[Stored data entries]
** Start **
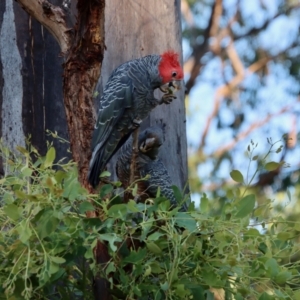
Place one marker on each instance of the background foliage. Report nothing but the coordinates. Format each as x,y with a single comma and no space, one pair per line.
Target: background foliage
242,78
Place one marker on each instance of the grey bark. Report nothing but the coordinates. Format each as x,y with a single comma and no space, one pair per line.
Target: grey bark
30,81
31,73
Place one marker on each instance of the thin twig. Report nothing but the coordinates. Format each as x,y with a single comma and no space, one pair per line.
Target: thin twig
135,136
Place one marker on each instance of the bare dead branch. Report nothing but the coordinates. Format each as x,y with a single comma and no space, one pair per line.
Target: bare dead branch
187,13
134,155
235,59
200,50
194,65
51,17
224,91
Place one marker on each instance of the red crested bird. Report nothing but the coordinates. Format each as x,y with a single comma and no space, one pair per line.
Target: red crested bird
127,99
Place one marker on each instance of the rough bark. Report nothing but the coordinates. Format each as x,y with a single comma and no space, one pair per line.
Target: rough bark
81,73
134,28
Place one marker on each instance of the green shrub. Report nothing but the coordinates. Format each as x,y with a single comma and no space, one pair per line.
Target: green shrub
47,242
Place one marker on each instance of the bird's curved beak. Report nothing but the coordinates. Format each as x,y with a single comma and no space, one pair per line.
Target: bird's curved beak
148,144
171,87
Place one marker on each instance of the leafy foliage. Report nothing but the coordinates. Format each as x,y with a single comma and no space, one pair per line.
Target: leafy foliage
47,242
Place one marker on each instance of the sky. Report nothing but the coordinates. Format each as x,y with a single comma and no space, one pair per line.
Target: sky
276,91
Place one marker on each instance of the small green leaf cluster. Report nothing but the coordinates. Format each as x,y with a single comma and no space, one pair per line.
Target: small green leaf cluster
44,237
156,252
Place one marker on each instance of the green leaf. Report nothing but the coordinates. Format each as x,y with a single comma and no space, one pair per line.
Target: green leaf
135,257
271,166
204,204
153,248
155,236
265,296
183,219
282,277
12,211
50,156
57,259
118,210
164,286
134,190
237,176
285,235
132,206
26,171
111,238
110,268
24,231
245,206
272,267
86,206
105,190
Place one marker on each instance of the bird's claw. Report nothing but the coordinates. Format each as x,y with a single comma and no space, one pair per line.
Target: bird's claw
168,98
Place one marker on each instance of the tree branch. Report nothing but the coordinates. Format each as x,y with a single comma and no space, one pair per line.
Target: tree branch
51,17
134,155
200,50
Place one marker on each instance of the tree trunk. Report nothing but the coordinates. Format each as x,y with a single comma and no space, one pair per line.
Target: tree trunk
31,98
135,28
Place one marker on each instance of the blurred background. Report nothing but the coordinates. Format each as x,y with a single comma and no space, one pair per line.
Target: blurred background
242,69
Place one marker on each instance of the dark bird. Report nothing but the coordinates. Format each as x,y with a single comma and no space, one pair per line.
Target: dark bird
128,99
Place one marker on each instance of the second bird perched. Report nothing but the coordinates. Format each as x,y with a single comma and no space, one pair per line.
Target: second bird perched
128,99
148,163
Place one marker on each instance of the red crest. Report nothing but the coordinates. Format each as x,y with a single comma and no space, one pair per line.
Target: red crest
170,66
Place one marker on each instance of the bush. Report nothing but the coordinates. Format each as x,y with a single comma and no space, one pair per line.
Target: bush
47,242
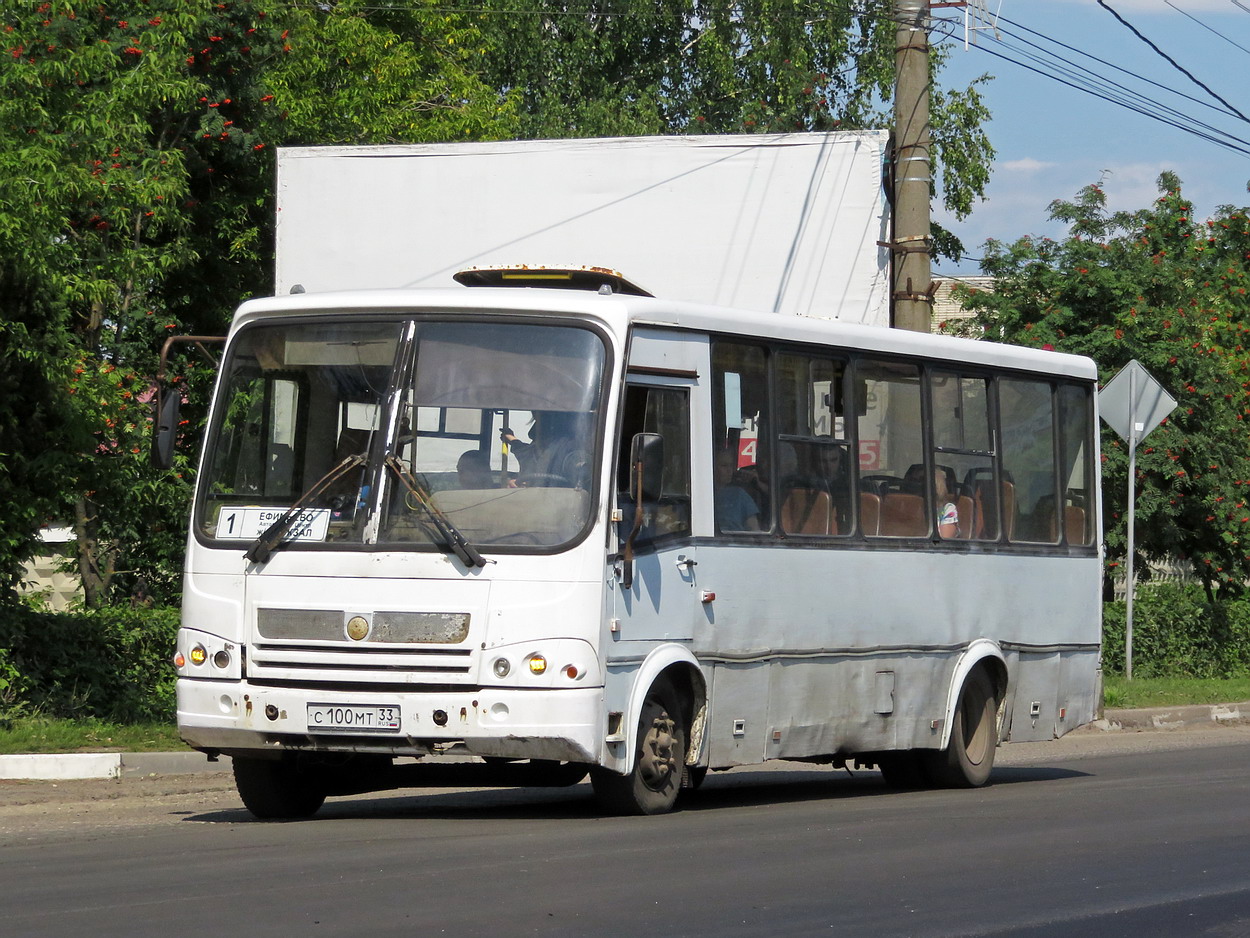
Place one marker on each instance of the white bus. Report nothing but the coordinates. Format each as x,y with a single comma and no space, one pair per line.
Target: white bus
515,535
** End **
= DIRECTIONS =
Will you repeat the material above, but only from the line containing "Place one marker on each instance of the bird's claw." through its last line, exactly and without the pictures?

= SOLUTION FOR THIS EXERCISE =
Place one marker on each instance of the bird's claw. Report nothing but the coordinates. Format each as x,y with a single comma and no space, one pair per line.
Target: bird's claw
168,98
Place one marker on each instance of the tree branch. Report nothing but the coordinates. Format each as x,y with a single comma and no space, one pair per line.
Target: tree branch
51,17
134,155
200,50
Place one marker on each instance of the tree trunk. Report nothing but the coordinates. Format each as x,y with a single comma and no space, one pair per line.
Target: tree trunk
31,98
135,28
Place one marker on each instance of the blurred background. Report nothing but the coordinates. Format each as x,y with a single comma and no space, one pair per line.
Target: blurred background
242,69
Place one marker on each instance of the dark bird. Report nothing but the coordinates. Format each as x,y with a single comma and no space, one pair per line.
Target: dark bird
128,99
Place one marker on each instance of the second bird perched. Report nothing but the coordinates. Format each as x,y with a single comma and no space, one pair per line.
Target: second bird perched
128,99
148,163
Place one marker on each instance of the red crest. Report nothing but the coordinates. Format each as x,y with a single comma and no space, one pair per line.
Target: red crest
170,66
Place one marker on each instance of the bush. Report nothing but the coordinates. Format each as x,y with a single comma and no space, one pair per line.
Target: bush
47,242
Place one marker on each instance of the white bus. Report nothing but the coordinates. Format each as x,y with a single comma and no space, one pair per line.
Target: white bus
515,535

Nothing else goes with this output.